--- Dataset extract ---

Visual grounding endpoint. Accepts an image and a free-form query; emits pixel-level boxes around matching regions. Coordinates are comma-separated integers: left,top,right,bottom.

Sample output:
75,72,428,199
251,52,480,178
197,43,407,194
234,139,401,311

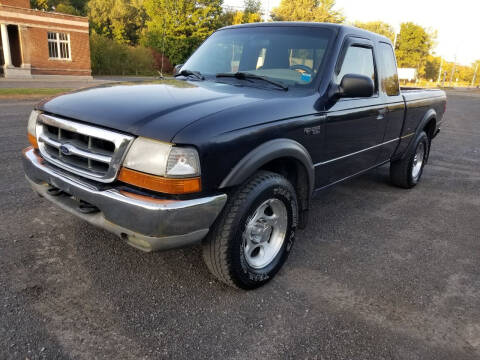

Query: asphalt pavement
0,91,480,360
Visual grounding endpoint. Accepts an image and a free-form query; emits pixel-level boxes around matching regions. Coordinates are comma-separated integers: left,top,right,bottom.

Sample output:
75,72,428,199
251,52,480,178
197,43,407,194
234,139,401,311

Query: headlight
27,110,40,149
166,147,200,177
123,137,200,178
27,110,40,137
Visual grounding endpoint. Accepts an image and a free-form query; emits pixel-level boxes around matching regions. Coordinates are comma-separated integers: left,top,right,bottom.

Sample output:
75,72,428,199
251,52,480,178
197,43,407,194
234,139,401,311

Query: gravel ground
0,91,480,360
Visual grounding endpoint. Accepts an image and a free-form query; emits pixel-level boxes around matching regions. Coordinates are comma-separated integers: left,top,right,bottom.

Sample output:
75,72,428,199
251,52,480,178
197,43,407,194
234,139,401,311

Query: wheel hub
243,199,288,269
412,142,425,180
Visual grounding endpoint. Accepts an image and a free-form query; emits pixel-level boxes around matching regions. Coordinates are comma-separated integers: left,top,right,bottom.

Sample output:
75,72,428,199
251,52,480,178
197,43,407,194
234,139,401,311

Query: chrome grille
36,114,133,183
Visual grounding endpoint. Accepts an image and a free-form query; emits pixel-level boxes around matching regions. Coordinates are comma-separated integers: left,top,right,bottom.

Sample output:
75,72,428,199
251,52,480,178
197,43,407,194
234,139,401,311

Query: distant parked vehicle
23,23,446,289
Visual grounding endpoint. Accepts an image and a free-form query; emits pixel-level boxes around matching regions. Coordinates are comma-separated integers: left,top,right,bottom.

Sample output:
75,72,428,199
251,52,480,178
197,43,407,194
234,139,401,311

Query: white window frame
47,31,72,61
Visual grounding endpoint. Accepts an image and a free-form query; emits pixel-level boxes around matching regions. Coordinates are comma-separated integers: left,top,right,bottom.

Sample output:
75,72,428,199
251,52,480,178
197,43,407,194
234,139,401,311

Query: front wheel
390,131,430,189
202,171,298,289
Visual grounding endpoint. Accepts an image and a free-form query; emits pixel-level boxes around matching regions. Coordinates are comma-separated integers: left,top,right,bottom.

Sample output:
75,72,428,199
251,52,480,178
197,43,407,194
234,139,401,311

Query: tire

---

_Written task_: Copy the entries above line for line, without the pictures.

_Completed exercise_:
Visual grounding endpoint. Accepts an image and a free-form query; emits pixel-level boxes around matching regions. Coordinates are comma-separated integers: left,top,right,bottom.

Sample output:
75,72,428,199
251,52,480,178
197,43,407,194
234,139,401,311


Query: asphalt pavement
0,91,480,360
Visual grounding endpoint. Accepts an image and a free-form query; emits pixel-level boxes around matching regions. Coordinates are comma-separated integers: left,top,right,bottom.

Sample output:
75,72,428,199
251,52,480,178
197,43,407,194
234,139,401,311

Query: headlight
27,110,40,149
166,147,200,177
123,137,200,178
27,110,40,137
Visual grounding endpoint. Accepts an image and a free-form query; emits pixel-level boxes around matching regions. Coordinates are comma-separated integers: left,top,right,bottom.

Sample output:
75,72,428,199
251,52,480,178
197,43,407,194
234,139,401,311

Query: gravel ground
0,91,480,360
Visual grounding endpoint. Accepts an image and a free-form query; emits pixel-level boxes around matching regions. Coordinates are comma-separated integers: left,top,right,bottom.

Sample output:
75,72,428,199
251,52,480,178
197,43,407,194
234,139,401,311

Query: wheel hub
243,199,288,269
412,142,425,180
Visual grounding endpoint. Accepts an image and a free-form query; emits pixel-level boxes around matching regions. Coordinates are comma-separated integers: left,top,right,bottom.

Sample output:
75,72,428,199
251,52,480,178
197,43,407,194
234,139,401,311

Query: chrome grille
36,114,133,183
Visual grounding endpoint. Accepts an image and a free-form query; emits pixel-level boxes around matching regions. Coordinates are comma-separated integers: left,top,right,bottom.

Sample output:
75,72,428,199
251,52,480,178
197,43,407,194
234,139,401,311

Query: distant parked vehicle
23,23,446,289
Visual grounding endpoint. Accepts an image and a free-form query; emits pixel-level boxes around matching regions. Coordinates are comma-separated integers: left,top,right,bottom.

Sample output:
75,72,428,199
251,52,480,178
197,43,407,194
234,139,401,311

Query: white window frame
47,31,72,61
Visual grounding endpoint. Accepts an image and a free-form query; emits pixel-level boxes around matching regions. Coordinates are comma-separated integers: left,top,right,bottom.

Sample output:
75,72,428,199
251,52,480,178
197,43,407,194
234,139,401,311

Query: front wheel
390,131,430,189
202,171,298,289
Visual grounding endpoint. Accepts an image and a free-form query; emits pixel-level boxes around matching regions. Coordinates are comma-separated integers: left,top,right,bottom.

Sample output:
75,72,428,199
251,52,480,178
197,43,407,194
234,139,401,311

Query: tire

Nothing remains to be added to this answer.